#### WRITTEN EXERCISE
Retype every one of the rows below, character for character, with no changes.

#### GIVEN DATA

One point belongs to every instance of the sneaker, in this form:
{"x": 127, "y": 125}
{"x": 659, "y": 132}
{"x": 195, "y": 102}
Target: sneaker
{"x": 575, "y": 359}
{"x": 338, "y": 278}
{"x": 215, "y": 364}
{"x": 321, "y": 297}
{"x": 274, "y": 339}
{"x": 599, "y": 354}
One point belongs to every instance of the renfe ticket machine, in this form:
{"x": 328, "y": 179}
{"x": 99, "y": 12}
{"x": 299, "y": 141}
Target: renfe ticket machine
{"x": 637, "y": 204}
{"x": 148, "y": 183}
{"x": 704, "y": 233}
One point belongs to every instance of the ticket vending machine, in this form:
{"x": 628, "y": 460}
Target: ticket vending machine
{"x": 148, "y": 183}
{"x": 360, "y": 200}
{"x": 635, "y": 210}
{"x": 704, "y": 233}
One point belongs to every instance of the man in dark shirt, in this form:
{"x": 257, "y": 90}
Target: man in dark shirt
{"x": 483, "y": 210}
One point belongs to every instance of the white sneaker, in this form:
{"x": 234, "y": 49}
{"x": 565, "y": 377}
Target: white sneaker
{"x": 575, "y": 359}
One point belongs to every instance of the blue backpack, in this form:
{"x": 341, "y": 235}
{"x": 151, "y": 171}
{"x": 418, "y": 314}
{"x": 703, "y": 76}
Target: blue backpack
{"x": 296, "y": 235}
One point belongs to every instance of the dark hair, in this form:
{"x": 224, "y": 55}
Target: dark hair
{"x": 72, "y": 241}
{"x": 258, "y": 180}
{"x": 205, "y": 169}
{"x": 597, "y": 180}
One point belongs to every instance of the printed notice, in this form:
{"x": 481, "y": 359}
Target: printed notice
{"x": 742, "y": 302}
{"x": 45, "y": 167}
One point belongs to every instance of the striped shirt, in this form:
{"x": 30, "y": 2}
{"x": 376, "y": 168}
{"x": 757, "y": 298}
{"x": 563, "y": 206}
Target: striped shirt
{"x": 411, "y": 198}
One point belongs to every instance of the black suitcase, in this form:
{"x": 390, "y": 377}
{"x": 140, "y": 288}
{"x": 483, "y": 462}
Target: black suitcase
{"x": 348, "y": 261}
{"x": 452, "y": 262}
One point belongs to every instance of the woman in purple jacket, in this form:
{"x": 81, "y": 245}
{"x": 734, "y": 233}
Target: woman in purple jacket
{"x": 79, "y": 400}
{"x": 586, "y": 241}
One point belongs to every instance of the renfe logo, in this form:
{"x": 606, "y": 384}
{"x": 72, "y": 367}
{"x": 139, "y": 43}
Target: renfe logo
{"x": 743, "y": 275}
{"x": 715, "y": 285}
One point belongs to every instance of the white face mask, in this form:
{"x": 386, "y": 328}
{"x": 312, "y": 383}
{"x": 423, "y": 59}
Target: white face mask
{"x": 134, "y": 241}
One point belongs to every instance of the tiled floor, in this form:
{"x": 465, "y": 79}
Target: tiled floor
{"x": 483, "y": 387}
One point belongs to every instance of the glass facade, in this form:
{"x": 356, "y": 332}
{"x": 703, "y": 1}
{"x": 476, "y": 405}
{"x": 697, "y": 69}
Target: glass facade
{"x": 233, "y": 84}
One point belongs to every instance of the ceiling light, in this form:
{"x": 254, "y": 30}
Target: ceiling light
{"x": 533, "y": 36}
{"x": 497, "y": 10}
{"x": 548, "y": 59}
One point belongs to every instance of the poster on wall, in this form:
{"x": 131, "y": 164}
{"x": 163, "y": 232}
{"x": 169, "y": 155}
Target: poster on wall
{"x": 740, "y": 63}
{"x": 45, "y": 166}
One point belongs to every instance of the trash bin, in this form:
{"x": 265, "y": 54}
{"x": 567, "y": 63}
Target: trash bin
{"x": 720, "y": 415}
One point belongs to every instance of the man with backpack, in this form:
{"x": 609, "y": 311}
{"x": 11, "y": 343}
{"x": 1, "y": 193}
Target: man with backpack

#### COMPLETE OUTPUT
One point belongs to every instance of the sneaker, in this form:
{"x": 127, "y": 125}
{"x": 659, "y": 132}
{"x": 195, "y": 102}
Target: sneaker
{"x": 575, "y": 359}
{"x": 338, "y": 278}
{"x": 215, "y": 364}
{"x": 321, "y": 297}
{"x": 274, "y": 339}
{"x": 599, "y": 354}
One point belongs to every instance of the renfe ticket machine, in this form:
{"x": 328, "y": 179}
{"x": 99, "y": 12}
{"x": 299, "y": 141}
Target: renfe ticket machine
{"x": 637, "y": 204}
{"x": 148, "y": 183}
{"x": 704, "y": 233}
One point belongs to every instance of the ticket vending machine, in this form:
{"x": 628, "y": 460}
Target: ticket vending machine
{"x": 148, "y": 183}
{"x": 360, "y": 200}
{"x": 635, "y": 210}
{"x": 704, "y": 233}
One point belongs to every instance of the man in dark shirt, in this form:
{"x": 257, "y": 90}
Target: man in dark shirt
{"x": 483, "y": 210}
One point belongs to every instance of the white sneaker, in this form:
{"x": 234, "y": 49}
{"x": 565, "y": 377}
Target: white sneaker
{"x": 575, "y": 359}
One point belongs to every instance of the blue backpack, in this form:
{"x": 341, "y": 235}
{"x": 151, "y": 171}
{"x": 418, "y": 314}
{"x": 703, "y": 76}
Target: blue backpack
{"x": 296, "y": 235}
One point belongs to every instance of the dark hair, in this form:
{"x": 224, "y": 55}
Target: dark hair
{"x": 72, "y": 241}
{"x": 258, "y": 180}
{"x": 205, "y": 169}
{"x": 597, "y": 180}
One point belongs to every instance of the printed notice, in this form:
{"x": 481, "y": 359}
Target: printed notice
{"x": 742, "y": 302}
{"x": 45, "y": 167}
One point belongs to every instance of the striped shirt, in this form:
{"x": 30, "y": 2}
{"x": 376, "y": 168}
{"x": 757, "y": 298}
{"x": 563, "y": 206}
Target: striped shirt
{"x": 411, "y": 198}
One point belongs to every instance of the black suitcase, in this form:
{"x": 390, "y": 377}
{"x": 140, "y": 288}
{"x": 483, "y": 462}
Target: black suitcase
{"x": 348, "y": 261}
{"x": 452, "y": 262}
One point belongs to every instance of the woman in purple jacket, in this form:
{"x": 81, "y": 245}
{"x": 734, "y": 233}
Target: woman in purple jacket
{"x": 79, "y": 400}
{"x": 586, "y": 241}
One point belongs to every instance of the renfe logo, in this form:
{"x": 606, "y": 384}
{"x": 72, "y": 367}
{"x": 139, "y": 43}
Target: renfe logo
{"x": 743, "y": 275}
{"x": 715, "y": 285}
One point belongs to every instance of the white face mask, in this form:
{"x": 386, "y": 328}
{"x": 312, "y": 383}
{"x": 423, "y": 59}
Target: white face mask
{"x": 134, "y": 241}
One point belongs to every instance of the tiled floor, in this form:
{"x": 465, "y": 79}
Target: tiled floor
{"x": 483, "y": 387}
One point belongs to every instance of the glass facade, in this form:
{"x": 356, "y": 332}
{"x": 703, "y": 1}
{"x": 476, "y": 405}
{"x": 697, "y": 69}
Target: glass facade
{"x": 233, "y": 84}
One point belongs to every instance of the ceiling light, in this form:
{"x": 254, "y": 30}
Target: ceiling light
{"x": 533, "y": 36}
{"x": 497, "y": 10}
{"x": 548, "y": 59}
One point belongs to every instance of the poster on wall, in this form:
{"x": 131, "y": 164}
{"x": 163, "y": 232}
{"x": 169, "y": 155}
Target: poster on wall
{"x": 740, "y": 63}
{"x": 45, "y": 166}
One point belongs to every instance of the trash bin, in this form:
{"x": 265, "y": 54}
{"x": 567, "y": 63}
Target: trash bin
{"x": 720, "y": 415}
One point belongs to every instance of the man with backpack, in this form:
{"x": 609, "y": 311}
{"x": 11, "y": 343}
{"x": 1, "y": 193}
Target: man with backpack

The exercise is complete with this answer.